Document text:
Start of Block
After flying debris killed three spectators at a CART race in 1998 and three more died at an IRL race in 1999, NASCAR–even though it had had no spectator deaths at its races–mandated tethering cables to keep wheels and hoods anchored to cars during crashes.
But as for driver safety, as early as 1985, the International Council of Motorsports Sciences tried to establish a universal data base on trauma and fatalities among racing organizations, with the aim of scientific approaches to prevention.
“As good as the idea sounds, it never got going,” says Olvey, one of the organizations founders.
“Some of the sanctioning bodies” didn’t want to provide their data, Olvey says.
Was NASCAR one?
“They were the primary ones,” Olvey says.
“We are no less interested in safety than anybody else,” Helton counters.
“We understand the price,” he says, refusing to give specifics. “There is speculation: `Why are they not doing it? Why won’t they tell us about it?’ It’s such a complicated process to be certain what you are working on is well-represented. If you go out and publicize what you are doing, people may become uncertain or unclear.”
Formula One, though, is open with its safety research, believing “it’s our obligation to make sure drivers are given maximum safety,” F1 team owner Eddie Jordan says. “It’s not just lip service.”
In F1, Sid Watkins, chief of neurology at City of London hospital, heads a medical team that travels worldwide to Grand Prix races. CART has eight physicians on the medical team Olvey and his chief orthopedic consultant, Terry Trammell of Indianapolis, head. They work in a $1.5 million mobile surgical and intensive care unit.
“[It’s] 850 square feet, and like a regular emergency room or intensive care unit,” Olvey says. “We’re able to do what we need to do.”
Their budget is more than $1 million a year. They amount to the personal physicians for CART drivers; for example, they know every injury and every allergy Michael Andretti has suffered. They can and have performed major procedures right in the cockpits at crash scenes.
NASCAR’s version of traveling medical care is that administrative personnel carry medical records of drivers from track to track. Other than that, medical and emergency response are left up to individual tracks.
“We maintain that the smartest, most efficient, best providers of care are those who work on the interstates all week,” Helton says.
Helton also says local medical teams that individual tracks hire have better working relationships with local hospitals.
For more than a decade, various major corporations have offered full funding of specialized traveling medical teams for NASCAR, similar to those in CART and F1. Each offer has been refused because of NASCAR’s fear of liability for medical treatment of drivers, sources say.
Of the other racing series’ acceptance of responsibility versus NASCAR’s refusal of it, NASCAR Chairman Bill France Jr. has said, “They have their legal advisers and we have ours.”
Says Olvey: “In view of the fact that all other major motor sports sanctioning bodies have dedicated, in-house medical and safety teams, it leaves NASCAR as an outlier, by virtue of the fact that they continue to leave matters of safety up to the individual drivers and tracks.”
Olvey recalls conversations with NASCAR drivers that appalled him during his tenure at Homestead-Miami Speedway.
“I can honestly say for a fact that when I would talk to these guys at Homestead, in the Busch series and the truck series, they did not know what I thought were common beliefs regarding safety that our [CART] guys have known for a long time,” he says.
End of Block
Supplied data:
Start of Block
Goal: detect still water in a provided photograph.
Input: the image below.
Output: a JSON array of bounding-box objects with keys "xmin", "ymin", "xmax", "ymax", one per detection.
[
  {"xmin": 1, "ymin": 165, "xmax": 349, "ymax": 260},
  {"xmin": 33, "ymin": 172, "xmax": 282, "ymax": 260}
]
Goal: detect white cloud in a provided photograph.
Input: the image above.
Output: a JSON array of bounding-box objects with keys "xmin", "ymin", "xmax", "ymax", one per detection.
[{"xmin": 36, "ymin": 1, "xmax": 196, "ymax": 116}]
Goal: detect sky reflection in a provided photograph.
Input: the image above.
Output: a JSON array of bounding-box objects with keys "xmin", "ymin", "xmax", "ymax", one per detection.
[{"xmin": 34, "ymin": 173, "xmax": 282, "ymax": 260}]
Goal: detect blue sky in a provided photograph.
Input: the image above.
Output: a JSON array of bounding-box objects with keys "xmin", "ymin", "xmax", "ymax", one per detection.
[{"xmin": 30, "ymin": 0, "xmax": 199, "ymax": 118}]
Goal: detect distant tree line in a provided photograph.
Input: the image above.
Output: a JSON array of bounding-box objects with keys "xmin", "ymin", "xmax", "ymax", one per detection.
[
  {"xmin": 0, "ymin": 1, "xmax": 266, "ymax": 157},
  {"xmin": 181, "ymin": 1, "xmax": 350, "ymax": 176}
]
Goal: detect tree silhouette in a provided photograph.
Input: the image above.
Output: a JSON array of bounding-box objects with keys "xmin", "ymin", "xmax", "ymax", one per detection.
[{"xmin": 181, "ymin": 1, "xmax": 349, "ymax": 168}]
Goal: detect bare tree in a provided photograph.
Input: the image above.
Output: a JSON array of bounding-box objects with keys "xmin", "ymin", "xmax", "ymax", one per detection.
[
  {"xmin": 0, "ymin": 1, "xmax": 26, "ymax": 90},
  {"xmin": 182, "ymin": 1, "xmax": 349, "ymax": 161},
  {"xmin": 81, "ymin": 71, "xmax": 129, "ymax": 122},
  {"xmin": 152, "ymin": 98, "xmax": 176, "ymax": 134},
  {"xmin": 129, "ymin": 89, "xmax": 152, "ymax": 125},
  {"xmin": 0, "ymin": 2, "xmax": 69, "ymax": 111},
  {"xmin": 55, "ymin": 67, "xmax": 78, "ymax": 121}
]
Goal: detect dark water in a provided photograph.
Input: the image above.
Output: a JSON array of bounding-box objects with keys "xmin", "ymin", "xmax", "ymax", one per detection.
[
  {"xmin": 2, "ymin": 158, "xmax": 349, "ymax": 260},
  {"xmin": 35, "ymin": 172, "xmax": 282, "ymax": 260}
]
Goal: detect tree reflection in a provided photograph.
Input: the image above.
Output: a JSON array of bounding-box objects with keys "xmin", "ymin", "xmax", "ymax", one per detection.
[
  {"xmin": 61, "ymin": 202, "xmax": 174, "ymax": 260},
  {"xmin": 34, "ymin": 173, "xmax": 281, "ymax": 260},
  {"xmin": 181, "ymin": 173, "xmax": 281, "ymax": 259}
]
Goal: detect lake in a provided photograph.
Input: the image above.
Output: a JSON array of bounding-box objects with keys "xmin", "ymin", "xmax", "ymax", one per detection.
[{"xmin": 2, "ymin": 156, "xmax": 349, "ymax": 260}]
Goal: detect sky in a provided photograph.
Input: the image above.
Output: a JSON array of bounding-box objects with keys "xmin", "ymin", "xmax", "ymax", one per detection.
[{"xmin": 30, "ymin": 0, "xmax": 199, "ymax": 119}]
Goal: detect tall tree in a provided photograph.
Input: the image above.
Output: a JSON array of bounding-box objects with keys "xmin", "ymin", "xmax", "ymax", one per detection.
End of Block
Continue the text on NASCAR's approach to driver safety and medical care, starting after its last sentence.

Expected answer:
Olvey and other experts cite specific matters such as padding inside the driver compartments, seat placement and attachment to the chassis, and attachment of the safety harnesses to the chassis.
“[Some NASCAR drivers] honestly were not aware of it because no one had ever talked to them about these things,” Olvey says. “They said, `Oh, my God, if I had known that, I would have done this years ago.'”
Driver awareness
Another enormous awakening for NASCAR drivers came last month, beginning with a safety seminar Ford Motor Co. conducted for its drivers during test sessions at Daytona International Speedway.
Most drivers left the meeting shocked by evidence of how much punishment their bodies are exposed to during crashes.
Drivers were told that of the eight NASCAR racing deaths in the past 10 years, the HANS probably would have saved all of them.
“We were all kind of shocked,” driver Jimmy Spencer says. “It bothers you. You don’t want to be the ninth.”
For years, the HANS device was considered too bulky and confining for drivers to wear practically. But NASCAR hasn’t taken an active role in development of the HANS, which has been refined into smaller, more practical versions, thanks to intensification of research by Mercedes-Benz, General Motors and Ford.
Robert Hubbard, professor of biomechanical engineering at Michigan State, invented the HANS nearly 20 years ago. Hubbard got the idea in conversation with his brother-in-law, Atlanta sports car driver Jim Downing, who realized that a lack of head restraint was the culprit in many racing injuries.
The HANS has been available to drivers in all forms of racing since 1991.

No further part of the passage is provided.